### Text provided
★ ★ ★ ★ ★
Internal Report Paints Bleak Picture of Human Life Science Research at NASA (part 1)
![]() |
You can download the entire 100 page report (with appendices, charts, etc.) here (5.6 MB PDF).
The first portion of the document describes how the Space and Life Sciences Division at NASA JSC is supposed to conduct business. The second part of this report (excerpts below) opens by saying “Despite the apparent order of the process described above, the reality of the current program tells a more chaotic story.”
The third section of this report “Recommendations” ends with “The issue is clear. Voodoo science is not worth the cost. The limb of the fault tree Life Sciences is perched upon is perilously close to breaking.”
The last portion of this report contains a detailed statistical analysis of JSC life science research.
None of the problems described in this document arose overnight. Indeed, they are the result of decades of bad decisions – both at JSC as well as at NASA HQ. These problems are also the result of a failure on the part of advisory committees – both those sponsored by NASA as well as those chartered external to the agency.
Having been deeply involved myself in the advisory, peer review, and payload integration aspects of NASA’s life sciences programs in the 1980s and 1990s, I saw much of this with my own eyes. It hasn’t gotten any better.
NASA may soon be handed a new mandate for humans to do new things in space. Unless NASA gets its life sciences research house in order, NASA will not be able to respond to that mandate.
★ ★ ★ ★ ★
### Problem set
1. Which portions of the report does the NASA life science research piece describe, and what does it say about each?
2. Would you continue the NASA life science research piece, starting after its final sentence?
★ ★ ★ ★ ★
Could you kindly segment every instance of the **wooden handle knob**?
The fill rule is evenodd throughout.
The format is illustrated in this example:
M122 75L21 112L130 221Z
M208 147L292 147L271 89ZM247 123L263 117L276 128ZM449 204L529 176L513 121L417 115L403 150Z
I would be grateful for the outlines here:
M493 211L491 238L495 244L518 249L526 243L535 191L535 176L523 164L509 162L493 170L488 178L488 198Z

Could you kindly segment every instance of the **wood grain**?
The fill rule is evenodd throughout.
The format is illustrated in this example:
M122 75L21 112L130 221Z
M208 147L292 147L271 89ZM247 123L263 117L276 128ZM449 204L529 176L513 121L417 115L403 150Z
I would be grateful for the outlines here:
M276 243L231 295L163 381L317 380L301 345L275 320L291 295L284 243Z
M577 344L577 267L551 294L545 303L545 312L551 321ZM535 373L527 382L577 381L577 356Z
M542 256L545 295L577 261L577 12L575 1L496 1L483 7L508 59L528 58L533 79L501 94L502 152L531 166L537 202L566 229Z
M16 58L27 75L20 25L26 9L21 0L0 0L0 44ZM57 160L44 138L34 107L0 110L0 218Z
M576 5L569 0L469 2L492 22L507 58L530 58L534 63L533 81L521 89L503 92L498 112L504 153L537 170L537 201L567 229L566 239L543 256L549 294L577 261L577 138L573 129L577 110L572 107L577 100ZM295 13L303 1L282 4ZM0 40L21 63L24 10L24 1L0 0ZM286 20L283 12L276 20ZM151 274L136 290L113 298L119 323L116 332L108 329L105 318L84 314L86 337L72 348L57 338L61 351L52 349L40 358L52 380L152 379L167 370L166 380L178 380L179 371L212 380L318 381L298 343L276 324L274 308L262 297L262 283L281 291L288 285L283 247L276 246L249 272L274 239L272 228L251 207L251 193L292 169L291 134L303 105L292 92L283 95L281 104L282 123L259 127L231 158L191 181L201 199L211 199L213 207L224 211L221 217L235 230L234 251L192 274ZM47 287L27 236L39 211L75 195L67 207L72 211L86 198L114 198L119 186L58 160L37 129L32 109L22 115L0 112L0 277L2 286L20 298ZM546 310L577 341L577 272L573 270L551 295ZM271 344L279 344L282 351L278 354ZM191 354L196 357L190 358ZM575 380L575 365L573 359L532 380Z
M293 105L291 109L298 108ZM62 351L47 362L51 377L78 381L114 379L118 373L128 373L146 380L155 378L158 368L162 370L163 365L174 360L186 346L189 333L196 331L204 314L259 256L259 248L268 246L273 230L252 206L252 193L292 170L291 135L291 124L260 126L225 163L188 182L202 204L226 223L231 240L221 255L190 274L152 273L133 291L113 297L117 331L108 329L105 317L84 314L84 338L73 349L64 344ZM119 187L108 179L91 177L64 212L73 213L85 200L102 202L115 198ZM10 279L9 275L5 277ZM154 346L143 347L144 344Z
★ ★ ★ ★ ★
### Response list
1.
- **The first portion** describes how the Space and Life Sciences Division at NASA JSC is supposed to conduct business.
- **The second part** opens by saying "Despite the apparent order of the process described above, the reality of the current program tells a more chaotic story."
- **The third section, "Recommendations,"** ends with "The issue is clear. Voodoo science is not worth the cost. The limb of the fault tree Life Sciences is perched upon is perilously close to breaking."
- **The last portion** contains a detailed statistical analysis of JSC life science research.

2.
Editor’s note: The following was sent by email on 21 Oct 2003 by L.H. Kuznetz, the author of this white paper, in response to its posting online: “The Whitepaper entitled, Human Life Sciences Research Aboard the International Space Station and the Space Shuttle: A White Paper, dated June 18, 2003, was a first draft document intended by the author to solicit management feedback with regard to life science projects aboard the ISS and Shuttle. This document was for internal review only, and marked NOT FOR DISTRIBUTION for that reason. It was the first in a series of drafts intended to illicit constructive feedback from key program individuals and as such, was intended only for their review. The opinions expressed in the leaked copy were solely that of the author prior to editing and feedback. Based on the feedback received in the intervening period since the first draft, several of the major concerns were addressed in subsequent drafts and others are in the process of being addressed. The author regrets the inadvertent leak of this document and disassociates himself from any interpretations related to this draft. The goal of this work was to take the devil’s advocate position so crucial to the program following the STS-107 accident in order to improve life science research as a whole. It is unfair to judge the program prior to due process. Such a rush to judgment is a disservice to Life Sciences and NASA as well.” |
Human Life Sciences Research Aboard the International Space Station and the Space Shuttle: A White Paper
— LH Kuznetz
06/18/03
CONFIDENTIAL … NOT FOR DISTRIBUTION
Page 3
Acknowledgment
This manuscript was compiled from the input of many people in the Space and Life Sciences Division and represents 21 months of effort. Special thanks go to Al Feiveson, who provided statistical guidance for the Analytical Heirarchy Pairwise method and created the Excel program for the Moving Target Approach. Others whose data formed the foundation of this work include the Experiment Science Managers (ESMs); Internal and External Principal Investigators; Increment Scientists; DSO Flight Experiment Managers and Medical Operations Personnel. Without the input of these passionate and dedicated people, the key conclusions reached in this white paper would not have been possible.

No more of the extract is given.